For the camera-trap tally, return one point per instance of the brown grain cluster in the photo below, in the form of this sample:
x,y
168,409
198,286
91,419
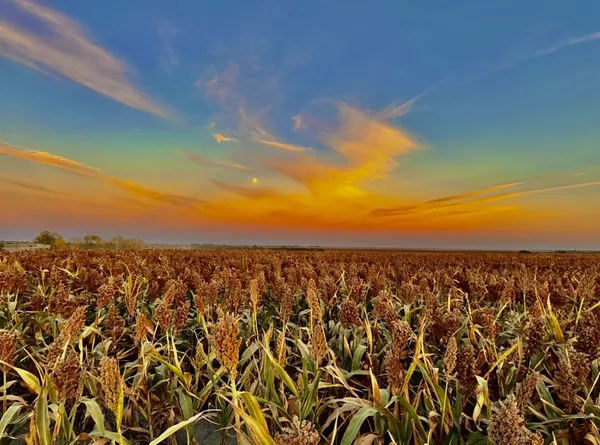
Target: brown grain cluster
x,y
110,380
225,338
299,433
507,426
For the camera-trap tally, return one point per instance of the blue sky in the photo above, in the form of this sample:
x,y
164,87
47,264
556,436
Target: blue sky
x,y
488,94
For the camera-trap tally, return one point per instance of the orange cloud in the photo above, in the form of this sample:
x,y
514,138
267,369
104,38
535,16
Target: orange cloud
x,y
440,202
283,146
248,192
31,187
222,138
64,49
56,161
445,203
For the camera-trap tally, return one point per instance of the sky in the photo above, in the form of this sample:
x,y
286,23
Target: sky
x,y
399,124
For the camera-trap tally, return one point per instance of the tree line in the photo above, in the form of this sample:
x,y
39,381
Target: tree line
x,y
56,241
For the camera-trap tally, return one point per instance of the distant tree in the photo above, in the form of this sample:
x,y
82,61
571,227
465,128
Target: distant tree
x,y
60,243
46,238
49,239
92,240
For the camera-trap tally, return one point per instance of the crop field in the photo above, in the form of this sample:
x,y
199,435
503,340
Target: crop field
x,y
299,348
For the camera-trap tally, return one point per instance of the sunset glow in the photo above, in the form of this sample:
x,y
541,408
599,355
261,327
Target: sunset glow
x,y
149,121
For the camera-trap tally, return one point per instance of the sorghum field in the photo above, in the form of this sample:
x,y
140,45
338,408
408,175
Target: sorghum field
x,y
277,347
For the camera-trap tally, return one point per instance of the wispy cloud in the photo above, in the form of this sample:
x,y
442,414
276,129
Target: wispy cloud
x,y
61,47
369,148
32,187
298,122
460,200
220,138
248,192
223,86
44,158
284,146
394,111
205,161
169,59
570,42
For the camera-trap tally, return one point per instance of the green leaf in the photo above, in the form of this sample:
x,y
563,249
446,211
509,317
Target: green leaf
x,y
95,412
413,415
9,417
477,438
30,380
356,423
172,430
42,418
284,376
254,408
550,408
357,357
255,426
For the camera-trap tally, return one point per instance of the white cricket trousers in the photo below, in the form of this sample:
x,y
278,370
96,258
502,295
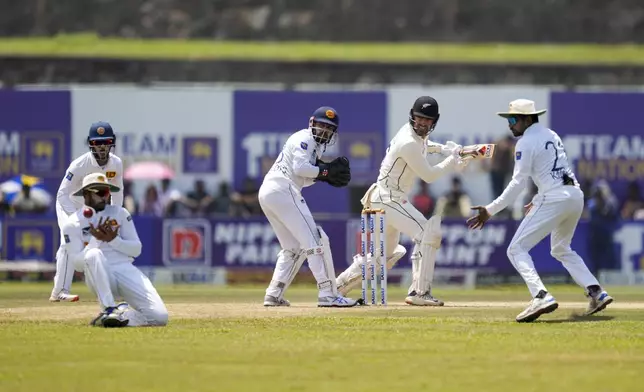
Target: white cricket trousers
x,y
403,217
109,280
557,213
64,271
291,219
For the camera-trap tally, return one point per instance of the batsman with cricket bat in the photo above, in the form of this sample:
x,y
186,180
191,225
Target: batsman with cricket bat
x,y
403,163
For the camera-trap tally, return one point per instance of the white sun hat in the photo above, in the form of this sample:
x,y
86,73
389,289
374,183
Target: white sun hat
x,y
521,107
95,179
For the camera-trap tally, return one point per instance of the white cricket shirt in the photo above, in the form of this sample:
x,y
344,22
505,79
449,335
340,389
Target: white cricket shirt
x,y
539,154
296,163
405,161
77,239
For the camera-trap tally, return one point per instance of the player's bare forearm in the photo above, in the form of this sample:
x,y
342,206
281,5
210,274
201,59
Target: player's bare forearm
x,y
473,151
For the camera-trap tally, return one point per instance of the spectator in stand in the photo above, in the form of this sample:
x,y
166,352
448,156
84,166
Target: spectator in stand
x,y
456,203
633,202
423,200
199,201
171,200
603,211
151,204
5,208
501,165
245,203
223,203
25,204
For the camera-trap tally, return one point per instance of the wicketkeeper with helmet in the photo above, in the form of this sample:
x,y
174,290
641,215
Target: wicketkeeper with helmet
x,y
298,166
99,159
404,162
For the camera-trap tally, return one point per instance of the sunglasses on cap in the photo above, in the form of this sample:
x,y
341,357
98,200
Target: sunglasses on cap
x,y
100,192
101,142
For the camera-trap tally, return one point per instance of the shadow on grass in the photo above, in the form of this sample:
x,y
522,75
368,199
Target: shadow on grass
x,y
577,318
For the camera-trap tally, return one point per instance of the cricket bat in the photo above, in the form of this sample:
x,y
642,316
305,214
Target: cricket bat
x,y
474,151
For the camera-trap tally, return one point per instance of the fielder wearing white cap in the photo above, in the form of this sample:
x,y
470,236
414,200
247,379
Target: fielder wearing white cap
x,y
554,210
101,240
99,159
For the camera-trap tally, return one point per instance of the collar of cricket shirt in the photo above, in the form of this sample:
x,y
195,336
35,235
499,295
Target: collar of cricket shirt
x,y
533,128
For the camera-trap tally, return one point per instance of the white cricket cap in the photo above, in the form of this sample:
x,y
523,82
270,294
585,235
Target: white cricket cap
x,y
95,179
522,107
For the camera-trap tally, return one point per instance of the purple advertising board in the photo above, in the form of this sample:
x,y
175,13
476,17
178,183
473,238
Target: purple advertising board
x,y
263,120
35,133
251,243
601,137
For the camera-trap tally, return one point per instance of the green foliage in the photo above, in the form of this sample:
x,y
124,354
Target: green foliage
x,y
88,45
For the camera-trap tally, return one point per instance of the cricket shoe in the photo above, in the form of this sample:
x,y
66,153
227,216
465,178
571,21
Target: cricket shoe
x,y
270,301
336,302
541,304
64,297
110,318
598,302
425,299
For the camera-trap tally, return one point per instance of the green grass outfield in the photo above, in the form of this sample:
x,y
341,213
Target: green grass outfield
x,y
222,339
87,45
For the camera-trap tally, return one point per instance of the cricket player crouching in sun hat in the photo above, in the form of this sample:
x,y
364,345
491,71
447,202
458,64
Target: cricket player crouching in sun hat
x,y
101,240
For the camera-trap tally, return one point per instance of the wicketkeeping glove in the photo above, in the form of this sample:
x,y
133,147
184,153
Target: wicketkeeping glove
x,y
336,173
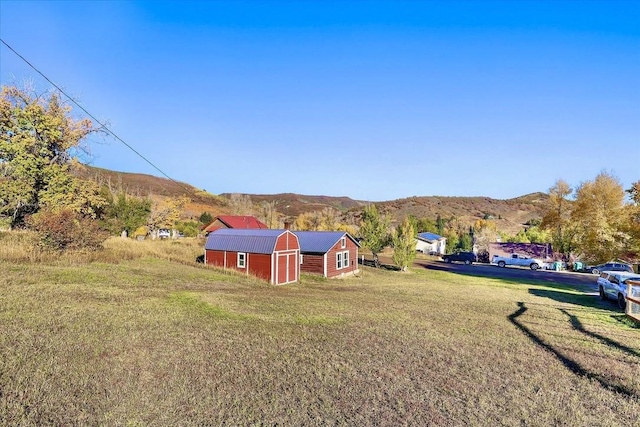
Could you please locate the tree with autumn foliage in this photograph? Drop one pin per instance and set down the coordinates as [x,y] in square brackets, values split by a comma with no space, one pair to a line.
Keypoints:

▶ _YOUR GOAL_: Return verbatim the lines from the one containing "of the wicketkeeping" through the final line, including both, and omit the pictures.

▶ _SOLUTION TO THE EXERCISE_:
For the camera-trap tally, return one point per instance of the wicketkeeping glove in the photo above, in the form of this sample:
x,y
133,147
184,153
Target: wicketkeeping glove
x,y
336,173
Could you please locate the tree with autumn foliage in this photograph? Drop one pin per instance and set down the coordinates as [x,y] in square brackets, values split by a comma with no space, one pair to a line.
Keypoints:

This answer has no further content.